§ **What the task asks**
Rewrite the listing from the line that contains "Find the dog's" down to the line that contains "M 65 59 L 65", switching "trace the outline" to "draw the border" and changing nothing else. Give only those lines, and leave the pictures out.
------
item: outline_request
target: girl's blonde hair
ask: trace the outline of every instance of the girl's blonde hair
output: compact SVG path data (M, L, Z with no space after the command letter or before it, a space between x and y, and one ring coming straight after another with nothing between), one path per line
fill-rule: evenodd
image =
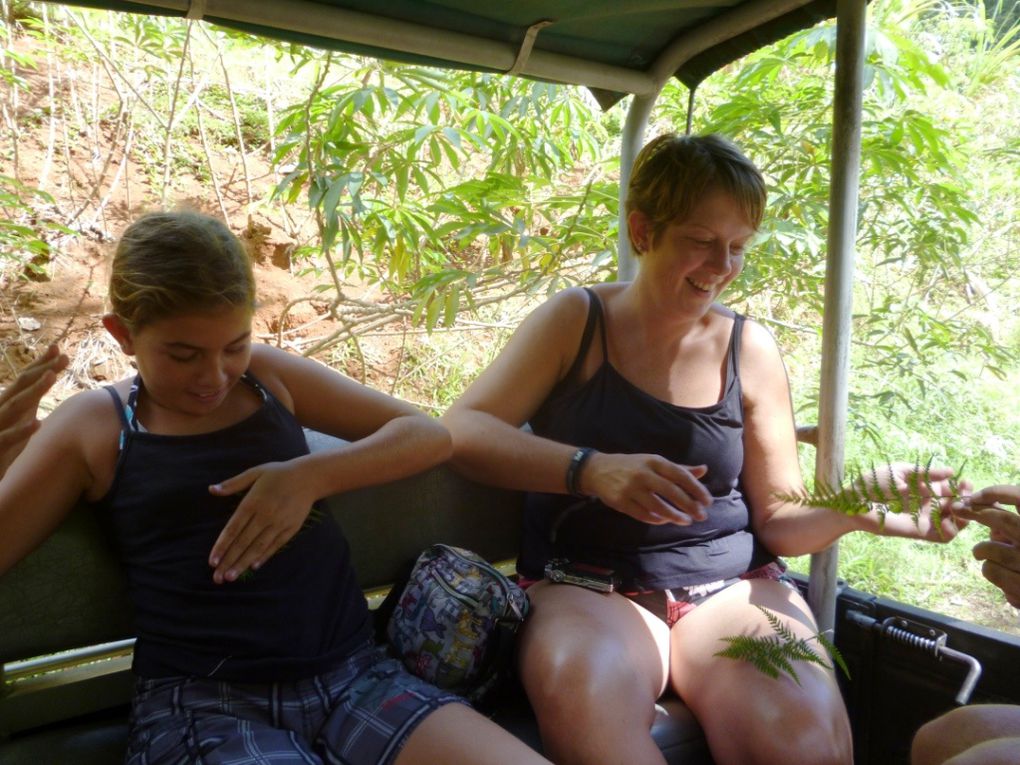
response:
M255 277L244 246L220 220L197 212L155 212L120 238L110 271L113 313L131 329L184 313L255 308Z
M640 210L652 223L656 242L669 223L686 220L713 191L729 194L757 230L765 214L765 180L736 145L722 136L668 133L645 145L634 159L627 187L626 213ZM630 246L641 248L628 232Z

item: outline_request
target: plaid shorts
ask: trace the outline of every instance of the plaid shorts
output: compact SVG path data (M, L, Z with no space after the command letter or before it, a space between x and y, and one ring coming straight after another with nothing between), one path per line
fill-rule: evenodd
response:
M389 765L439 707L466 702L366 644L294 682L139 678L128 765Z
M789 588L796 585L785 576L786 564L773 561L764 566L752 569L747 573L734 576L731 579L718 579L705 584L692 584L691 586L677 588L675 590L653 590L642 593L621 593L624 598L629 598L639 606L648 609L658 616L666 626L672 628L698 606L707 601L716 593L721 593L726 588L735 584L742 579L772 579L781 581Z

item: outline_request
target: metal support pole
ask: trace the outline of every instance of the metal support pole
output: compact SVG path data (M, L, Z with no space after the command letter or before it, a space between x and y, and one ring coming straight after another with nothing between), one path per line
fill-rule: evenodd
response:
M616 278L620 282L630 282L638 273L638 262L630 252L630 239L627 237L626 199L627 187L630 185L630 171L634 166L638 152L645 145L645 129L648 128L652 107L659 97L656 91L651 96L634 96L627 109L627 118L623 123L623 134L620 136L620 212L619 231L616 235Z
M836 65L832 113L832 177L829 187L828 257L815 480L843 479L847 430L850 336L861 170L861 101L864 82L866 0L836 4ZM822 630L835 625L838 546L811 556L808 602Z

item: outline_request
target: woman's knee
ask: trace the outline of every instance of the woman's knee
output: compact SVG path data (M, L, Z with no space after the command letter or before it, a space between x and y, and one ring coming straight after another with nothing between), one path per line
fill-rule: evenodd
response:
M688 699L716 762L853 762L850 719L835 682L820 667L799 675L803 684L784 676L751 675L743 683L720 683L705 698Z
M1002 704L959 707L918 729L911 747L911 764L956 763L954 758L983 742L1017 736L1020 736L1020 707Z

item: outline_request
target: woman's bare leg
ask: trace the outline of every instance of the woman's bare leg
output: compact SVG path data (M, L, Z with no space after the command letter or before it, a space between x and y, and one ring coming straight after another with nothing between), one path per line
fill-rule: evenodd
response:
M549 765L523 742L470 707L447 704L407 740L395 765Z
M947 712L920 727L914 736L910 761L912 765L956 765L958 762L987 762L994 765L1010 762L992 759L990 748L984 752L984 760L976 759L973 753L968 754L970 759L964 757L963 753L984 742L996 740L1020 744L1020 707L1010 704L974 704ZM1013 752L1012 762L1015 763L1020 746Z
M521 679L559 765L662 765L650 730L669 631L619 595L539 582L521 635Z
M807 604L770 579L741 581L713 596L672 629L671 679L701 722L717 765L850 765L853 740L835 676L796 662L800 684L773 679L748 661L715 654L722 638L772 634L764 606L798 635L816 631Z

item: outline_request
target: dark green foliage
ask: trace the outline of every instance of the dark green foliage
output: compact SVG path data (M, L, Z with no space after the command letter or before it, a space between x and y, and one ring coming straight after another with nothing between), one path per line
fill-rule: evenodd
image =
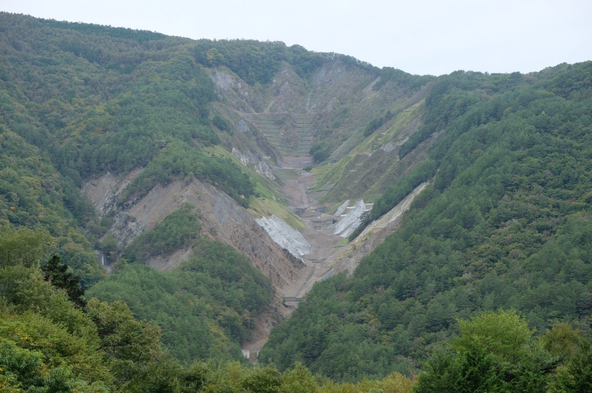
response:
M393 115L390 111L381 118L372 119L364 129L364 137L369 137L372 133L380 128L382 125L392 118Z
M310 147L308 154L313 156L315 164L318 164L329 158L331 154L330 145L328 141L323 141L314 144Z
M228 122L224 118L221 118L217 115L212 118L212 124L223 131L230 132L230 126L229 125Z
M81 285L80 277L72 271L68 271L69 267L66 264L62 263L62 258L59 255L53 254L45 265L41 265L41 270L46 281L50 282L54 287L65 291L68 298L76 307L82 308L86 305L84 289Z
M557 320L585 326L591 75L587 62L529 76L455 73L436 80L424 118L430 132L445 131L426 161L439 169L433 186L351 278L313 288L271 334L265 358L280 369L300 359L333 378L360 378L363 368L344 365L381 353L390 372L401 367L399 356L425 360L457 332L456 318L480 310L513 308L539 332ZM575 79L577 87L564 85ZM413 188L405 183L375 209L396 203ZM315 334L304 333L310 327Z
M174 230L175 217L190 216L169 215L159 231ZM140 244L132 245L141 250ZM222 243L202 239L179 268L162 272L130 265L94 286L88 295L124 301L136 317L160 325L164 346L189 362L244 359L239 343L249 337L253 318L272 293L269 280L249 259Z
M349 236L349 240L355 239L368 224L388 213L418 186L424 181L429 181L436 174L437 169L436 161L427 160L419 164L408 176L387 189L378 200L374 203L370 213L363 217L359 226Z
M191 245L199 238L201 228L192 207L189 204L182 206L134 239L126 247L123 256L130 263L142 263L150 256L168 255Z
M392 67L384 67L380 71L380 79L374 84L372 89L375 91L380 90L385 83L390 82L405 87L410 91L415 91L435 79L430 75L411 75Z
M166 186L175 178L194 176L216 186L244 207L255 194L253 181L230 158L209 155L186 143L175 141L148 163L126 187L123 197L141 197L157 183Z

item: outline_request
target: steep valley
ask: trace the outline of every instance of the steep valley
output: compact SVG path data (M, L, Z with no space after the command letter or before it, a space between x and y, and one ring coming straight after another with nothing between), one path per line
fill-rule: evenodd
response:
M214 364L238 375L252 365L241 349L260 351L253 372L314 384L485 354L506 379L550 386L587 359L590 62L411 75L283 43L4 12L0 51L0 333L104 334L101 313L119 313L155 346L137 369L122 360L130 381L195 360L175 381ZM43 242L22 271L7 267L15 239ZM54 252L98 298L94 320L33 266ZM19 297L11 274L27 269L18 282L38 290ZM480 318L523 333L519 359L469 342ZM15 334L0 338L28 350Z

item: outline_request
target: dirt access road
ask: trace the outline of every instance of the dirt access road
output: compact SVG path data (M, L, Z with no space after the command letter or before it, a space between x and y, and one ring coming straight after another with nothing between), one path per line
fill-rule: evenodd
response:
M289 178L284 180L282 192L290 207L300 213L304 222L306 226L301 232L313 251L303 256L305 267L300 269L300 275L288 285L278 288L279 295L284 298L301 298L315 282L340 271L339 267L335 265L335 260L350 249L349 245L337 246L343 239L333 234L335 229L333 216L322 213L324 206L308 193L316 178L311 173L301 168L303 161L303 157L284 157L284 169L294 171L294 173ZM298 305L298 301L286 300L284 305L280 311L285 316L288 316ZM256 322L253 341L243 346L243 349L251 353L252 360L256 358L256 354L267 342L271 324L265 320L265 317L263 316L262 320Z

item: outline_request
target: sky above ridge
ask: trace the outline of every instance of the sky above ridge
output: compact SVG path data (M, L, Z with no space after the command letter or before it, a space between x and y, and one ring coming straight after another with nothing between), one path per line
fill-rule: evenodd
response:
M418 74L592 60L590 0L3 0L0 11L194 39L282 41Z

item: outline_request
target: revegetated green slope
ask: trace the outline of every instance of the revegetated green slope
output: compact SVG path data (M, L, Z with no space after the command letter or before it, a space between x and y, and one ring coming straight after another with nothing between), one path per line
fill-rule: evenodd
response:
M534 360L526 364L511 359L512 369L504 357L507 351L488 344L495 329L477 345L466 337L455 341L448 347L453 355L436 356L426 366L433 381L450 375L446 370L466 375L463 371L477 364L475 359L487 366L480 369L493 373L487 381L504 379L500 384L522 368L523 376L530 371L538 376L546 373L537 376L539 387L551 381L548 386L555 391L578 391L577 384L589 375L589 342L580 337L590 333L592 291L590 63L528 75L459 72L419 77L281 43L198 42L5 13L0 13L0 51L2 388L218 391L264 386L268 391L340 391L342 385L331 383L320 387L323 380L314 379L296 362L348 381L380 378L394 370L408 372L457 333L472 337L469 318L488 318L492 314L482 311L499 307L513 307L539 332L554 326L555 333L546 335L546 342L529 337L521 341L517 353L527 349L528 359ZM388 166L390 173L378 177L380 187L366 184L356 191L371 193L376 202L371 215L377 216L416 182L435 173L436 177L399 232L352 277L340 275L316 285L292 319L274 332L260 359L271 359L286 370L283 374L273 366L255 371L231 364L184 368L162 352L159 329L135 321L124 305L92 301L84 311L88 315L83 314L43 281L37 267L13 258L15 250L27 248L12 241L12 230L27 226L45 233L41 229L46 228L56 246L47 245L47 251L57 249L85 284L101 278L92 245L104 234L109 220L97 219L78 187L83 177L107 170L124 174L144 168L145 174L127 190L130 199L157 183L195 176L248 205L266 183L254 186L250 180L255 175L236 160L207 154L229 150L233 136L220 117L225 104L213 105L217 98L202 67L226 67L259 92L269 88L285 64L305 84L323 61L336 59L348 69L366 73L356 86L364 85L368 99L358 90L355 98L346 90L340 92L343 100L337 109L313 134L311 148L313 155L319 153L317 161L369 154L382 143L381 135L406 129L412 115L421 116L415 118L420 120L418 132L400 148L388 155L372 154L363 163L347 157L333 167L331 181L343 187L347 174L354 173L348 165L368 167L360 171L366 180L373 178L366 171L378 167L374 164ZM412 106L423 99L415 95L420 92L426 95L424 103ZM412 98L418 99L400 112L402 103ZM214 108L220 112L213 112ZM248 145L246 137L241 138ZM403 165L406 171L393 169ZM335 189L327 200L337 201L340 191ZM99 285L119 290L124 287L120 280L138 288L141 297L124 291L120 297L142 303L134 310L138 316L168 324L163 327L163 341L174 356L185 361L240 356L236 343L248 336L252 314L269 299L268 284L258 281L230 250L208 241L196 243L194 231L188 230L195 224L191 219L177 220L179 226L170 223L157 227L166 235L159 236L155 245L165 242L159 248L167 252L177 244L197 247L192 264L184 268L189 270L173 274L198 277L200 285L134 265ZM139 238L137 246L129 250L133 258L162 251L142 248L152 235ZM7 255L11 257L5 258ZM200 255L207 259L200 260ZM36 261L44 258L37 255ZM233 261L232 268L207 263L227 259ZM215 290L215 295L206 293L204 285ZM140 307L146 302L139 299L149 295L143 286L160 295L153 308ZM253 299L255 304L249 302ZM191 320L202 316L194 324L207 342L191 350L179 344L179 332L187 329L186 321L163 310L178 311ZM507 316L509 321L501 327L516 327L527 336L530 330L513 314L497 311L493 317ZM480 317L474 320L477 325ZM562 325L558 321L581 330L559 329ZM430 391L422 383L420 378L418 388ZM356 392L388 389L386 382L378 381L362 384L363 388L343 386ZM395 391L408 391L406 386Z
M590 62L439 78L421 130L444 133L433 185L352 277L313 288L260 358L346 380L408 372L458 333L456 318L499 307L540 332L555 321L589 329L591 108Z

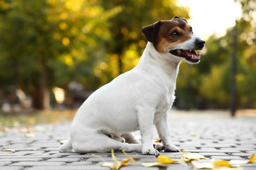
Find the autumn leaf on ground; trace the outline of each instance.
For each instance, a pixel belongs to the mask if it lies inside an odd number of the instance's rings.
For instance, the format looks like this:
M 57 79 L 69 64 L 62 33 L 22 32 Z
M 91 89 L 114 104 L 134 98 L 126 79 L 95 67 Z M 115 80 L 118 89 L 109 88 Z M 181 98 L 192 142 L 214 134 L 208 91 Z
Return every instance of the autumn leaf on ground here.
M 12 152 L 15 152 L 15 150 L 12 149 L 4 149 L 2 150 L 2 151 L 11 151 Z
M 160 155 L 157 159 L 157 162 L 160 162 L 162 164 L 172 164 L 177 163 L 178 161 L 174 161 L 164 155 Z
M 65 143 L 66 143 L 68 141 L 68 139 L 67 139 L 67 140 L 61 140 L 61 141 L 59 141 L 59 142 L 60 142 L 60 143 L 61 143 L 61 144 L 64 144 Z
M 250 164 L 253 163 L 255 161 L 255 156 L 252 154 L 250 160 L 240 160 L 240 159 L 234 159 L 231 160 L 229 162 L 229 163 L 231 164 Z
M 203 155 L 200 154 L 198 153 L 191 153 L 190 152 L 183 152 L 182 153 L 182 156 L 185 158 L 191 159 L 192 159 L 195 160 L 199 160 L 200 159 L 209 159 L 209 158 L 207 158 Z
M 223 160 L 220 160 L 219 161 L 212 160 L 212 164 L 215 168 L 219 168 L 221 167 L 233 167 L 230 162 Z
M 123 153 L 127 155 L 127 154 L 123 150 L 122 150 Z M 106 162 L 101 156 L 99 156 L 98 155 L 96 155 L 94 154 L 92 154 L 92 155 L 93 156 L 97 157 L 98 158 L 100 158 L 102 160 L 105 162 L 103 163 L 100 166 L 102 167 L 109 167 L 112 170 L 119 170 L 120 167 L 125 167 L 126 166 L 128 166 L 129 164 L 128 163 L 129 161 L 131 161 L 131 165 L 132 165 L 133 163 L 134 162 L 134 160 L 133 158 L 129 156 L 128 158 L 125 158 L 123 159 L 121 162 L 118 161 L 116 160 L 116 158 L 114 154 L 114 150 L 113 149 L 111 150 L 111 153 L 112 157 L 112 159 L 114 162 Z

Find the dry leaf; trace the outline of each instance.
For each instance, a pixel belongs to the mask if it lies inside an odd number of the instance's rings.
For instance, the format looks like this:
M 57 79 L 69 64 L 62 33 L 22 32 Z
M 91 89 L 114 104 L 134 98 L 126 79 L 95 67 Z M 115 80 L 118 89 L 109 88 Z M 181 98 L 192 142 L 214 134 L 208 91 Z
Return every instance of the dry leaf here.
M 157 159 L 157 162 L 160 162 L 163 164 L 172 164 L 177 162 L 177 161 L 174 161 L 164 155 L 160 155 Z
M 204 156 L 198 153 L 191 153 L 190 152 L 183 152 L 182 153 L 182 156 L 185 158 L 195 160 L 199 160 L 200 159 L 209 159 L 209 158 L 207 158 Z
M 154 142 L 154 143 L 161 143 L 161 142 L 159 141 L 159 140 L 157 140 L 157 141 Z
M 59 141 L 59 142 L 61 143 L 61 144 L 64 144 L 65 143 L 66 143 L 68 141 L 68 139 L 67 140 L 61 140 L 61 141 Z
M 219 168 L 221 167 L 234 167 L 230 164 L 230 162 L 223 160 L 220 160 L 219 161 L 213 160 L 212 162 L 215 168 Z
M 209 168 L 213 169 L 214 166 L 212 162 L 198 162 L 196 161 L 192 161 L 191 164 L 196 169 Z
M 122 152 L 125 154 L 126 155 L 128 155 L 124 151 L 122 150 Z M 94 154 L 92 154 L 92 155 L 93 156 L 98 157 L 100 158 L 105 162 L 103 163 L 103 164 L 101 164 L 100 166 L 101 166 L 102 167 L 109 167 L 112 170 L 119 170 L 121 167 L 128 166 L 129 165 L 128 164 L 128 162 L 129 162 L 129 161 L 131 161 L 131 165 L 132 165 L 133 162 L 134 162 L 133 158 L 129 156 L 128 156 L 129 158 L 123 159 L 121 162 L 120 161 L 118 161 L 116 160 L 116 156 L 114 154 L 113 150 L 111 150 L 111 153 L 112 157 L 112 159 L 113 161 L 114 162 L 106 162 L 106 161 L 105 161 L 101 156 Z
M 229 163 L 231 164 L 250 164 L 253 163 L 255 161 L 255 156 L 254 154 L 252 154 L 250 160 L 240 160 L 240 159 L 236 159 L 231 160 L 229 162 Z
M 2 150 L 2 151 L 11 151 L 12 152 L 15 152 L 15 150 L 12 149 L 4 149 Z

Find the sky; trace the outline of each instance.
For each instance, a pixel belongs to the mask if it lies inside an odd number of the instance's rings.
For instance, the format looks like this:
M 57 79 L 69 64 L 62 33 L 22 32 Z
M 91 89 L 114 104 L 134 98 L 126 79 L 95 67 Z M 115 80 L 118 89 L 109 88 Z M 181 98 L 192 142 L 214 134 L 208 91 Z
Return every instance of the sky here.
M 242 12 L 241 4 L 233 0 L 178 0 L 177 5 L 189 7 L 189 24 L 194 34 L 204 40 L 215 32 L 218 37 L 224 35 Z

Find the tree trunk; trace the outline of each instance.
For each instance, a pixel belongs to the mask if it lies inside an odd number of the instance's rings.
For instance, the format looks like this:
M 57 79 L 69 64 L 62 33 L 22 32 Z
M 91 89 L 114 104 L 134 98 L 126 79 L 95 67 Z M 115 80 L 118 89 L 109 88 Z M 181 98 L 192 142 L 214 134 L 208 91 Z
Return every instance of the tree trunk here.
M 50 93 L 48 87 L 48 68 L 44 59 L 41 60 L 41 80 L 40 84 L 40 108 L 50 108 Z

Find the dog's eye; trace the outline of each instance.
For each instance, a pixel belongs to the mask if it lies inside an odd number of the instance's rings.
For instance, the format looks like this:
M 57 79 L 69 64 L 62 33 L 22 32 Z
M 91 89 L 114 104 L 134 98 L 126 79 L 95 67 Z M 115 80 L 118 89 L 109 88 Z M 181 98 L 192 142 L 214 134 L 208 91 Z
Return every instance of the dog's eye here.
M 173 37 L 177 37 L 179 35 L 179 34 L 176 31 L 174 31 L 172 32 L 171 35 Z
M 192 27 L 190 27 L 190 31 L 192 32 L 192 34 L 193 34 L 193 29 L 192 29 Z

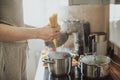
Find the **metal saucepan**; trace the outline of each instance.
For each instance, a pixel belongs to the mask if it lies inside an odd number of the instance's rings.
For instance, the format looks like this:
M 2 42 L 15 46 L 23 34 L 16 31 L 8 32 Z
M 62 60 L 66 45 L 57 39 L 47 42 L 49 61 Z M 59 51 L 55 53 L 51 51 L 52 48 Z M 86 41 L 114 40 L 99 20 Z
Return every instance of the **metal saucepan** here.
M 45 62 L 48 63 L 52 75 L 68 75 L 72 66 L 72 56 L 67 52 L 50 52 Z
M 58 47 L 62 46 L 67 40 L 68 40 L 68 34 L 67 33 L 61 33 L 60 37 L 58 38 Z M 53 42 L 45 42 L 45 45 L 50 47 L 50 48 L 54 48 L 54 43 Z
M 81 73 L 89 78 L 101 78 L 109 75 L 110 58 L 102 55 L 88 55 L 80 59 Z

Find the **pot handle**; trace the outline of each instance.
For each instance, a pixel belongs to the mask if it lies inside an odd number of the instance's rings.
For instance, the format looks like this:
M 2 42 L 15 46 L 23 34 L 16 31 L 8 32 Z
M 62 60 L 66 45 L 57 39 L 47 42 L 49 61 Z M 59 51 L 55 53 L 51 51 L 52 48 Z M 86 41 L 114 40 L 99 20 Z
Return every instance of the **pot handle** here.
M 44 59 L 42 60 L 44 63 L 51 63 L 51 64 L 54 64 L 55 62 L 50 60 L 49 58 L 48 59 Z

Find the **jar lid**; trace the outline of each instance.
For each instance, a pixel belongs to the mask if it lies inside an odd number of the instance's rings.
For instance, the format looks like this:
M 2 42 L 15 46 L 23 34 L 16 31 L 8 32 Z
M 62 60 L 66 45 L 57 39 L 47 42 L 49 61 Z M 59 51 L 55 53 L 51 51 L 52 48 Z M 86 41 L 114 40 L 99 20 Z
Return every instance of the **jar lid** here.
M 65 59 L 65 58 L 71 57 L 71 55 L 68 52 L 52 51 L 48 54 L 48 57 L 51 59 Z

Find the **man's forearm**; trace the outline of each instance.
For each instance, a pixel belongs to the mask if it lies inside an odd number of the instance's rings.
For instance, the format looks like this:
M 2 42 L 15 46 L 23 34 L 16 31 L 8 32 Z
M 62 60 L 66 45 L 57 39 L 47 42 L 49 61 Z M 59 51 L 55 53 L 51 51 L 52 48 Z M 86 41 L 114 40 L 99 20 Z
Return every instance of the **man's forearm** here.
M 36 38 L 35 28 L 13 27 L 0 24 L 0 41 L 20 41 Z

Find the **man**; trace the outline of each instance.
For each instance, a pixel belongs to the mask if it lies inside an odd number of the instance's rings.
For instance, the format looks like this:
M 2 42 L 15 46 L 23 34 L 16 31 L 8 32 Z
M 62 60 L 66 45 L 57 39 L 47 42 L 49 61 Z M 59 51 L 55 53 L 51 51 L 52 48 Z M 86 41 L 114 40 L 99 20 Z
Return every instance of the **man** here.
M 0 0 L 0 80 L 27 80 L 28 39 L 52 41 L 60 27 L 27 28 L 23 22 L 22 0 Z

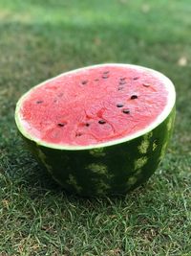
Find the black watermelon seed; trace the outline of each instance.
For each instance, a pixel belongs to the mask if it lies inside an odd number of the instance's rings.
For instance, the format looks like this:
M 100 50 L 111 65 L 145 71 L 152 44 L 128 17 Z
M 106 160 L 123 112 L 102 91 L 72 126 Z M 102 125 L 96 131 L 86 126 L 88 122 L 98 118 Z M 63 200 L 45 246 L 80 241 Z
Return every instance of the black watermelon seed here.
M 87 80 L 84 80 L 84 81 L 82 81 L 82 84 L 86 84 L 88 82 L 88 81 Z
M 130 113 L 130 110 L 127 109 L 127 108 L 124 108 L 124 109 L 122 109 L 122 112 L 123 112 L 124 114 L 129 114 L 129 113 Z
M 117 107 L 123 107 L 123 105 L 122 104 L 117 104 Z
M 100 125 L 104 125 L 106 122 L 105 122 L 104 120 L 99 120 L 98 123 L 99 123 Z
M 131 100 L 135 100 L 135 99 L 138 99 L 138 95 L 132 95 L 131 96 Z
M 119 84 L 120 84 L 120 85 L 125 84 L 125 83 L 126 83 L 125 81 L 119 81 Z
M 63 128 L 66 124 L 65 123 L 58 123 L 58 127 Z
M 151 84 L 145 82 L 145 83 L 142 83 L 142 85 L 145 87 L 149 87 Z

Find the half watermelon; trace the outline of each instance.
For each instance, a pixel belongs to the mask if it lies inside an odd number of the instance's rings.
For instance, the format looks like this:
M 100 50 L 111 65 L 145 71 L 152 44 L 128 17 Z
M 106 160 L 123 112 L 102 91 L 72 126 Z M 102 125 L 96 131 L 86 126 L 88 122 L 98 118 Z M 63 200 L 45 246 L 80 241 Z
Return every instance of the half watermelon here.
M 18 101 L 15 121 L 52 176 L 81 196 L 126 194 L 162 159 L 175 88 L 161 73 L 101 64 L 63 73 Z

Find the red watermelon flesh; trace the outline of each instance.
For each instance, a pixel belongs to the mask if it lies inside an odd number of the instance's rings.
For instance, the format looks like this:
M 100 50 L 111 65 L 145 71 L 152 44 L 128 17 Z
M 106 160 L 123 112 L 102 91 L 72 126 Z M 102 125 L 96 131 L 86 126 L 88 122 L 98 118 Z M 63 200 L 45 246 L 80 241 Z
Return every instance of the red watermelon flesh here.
------
§ **Output of the task**
Find the dog's eye; draw the border of each instance.
For each instance, a pixel belongs to the mask if it lies inside an odd number of the instance's rings.
For instance, the format looks like this:
M 57 79 L 69 64 L 62 33 L 22 32 Z
M 91 89 L 114 104 L 134 98 L 126 79 L 95 67 Z M 115 80 L 118 89 L 109 88 Z M 181 98 L 192 142 L 214 134 L 208 91 Z
Return every instance of the dog's eye here.
M 173 37 L 177 37 L 179 35 L 179 34 L 176 31 L 174 31 L 172 32 L 171 35 Z
M 192 27 L 190 27 L 190 31 L 192 32 L 192 34 L 193 34 L 193 29 L 192 29 Z

Find the **metal saucepan**; draw the border of each instance.
For each instance, a pixel belongs to the mask if it lies inside an odd number of the instance's rings.
For instance, the format looks like this:
M 2 42 L 15 46 L 23 34 L 16 31 L 8 32 Z
M 62 60 L 66 45 L 57 39 L 47 42 L 49 61 Z M 59 51 L 55 53 L 51 51 L 52 48 Z M 86 41 L 114 40 L 99 20 Z
Return every instance of the **metal saucepan** here.
M 45 62 L 48 63 L 52 75 L 68 75 L 72 66 L 72 56 L 67 52 L 50 52 Z
M 58 47 L 62 46 L 67 40 L 68 40 L 68 34 L 67 33 L 61 33 L 60 37 L 58 38 Z M 53 42 L 45 42 L 45 45 L 50 47 L 50 48 L 54 48 L 54 43 Z
M 81 73 L 89 78 L 101 78 L 109 75 L 110 58 L 102 55 L 88 55 L 80 59 Z

Find the **pot handle**; draw the border of each instance.
For each instance, a pixel belongs to the mask if it lies inside an odd number of the instance's rings.
For instance, the format looks like this:
M 2 42 L 15 46 L 23 34 L 16 31 L 8 32 Z
M 62 60 L 66 45 L 57 39 L 47 42 L 49 61 Z M 59 51 L 55 53 L 51 51 L 52 48 Z M 86 41 L 114 40 L 99 20 Z
Return every instance of the **pot handle** here.
M 44 59 L 42 60 L 44 63 L 51 63 L 51 64 L 54 64 L 55 62 L 50 60 L 49 58 L 48 59 Z

Find the **jar lid**; draw the border of each instance.
For each instance, a pixel belongs to the mask if it lies inside an odd number of the instance's rings.
For instance, the format looks like this:
M 2 42 L 15 46 L 23 34 L 16 31 L 8 32 Z
M 62 60 L 66 45 L 57 39 L 47 42 L 49 61 Z M 59 51 L 55 53 L 51 51 L 52 48 Z M 86 41 L 114 40 L 99 20 Z
Return every instance of the **jar lid** here.
M 65 59 L 65 58 L 71 57 L 71 55 L 68 52 L 52 51 L 48 54 L 48 57 L 51 59 Z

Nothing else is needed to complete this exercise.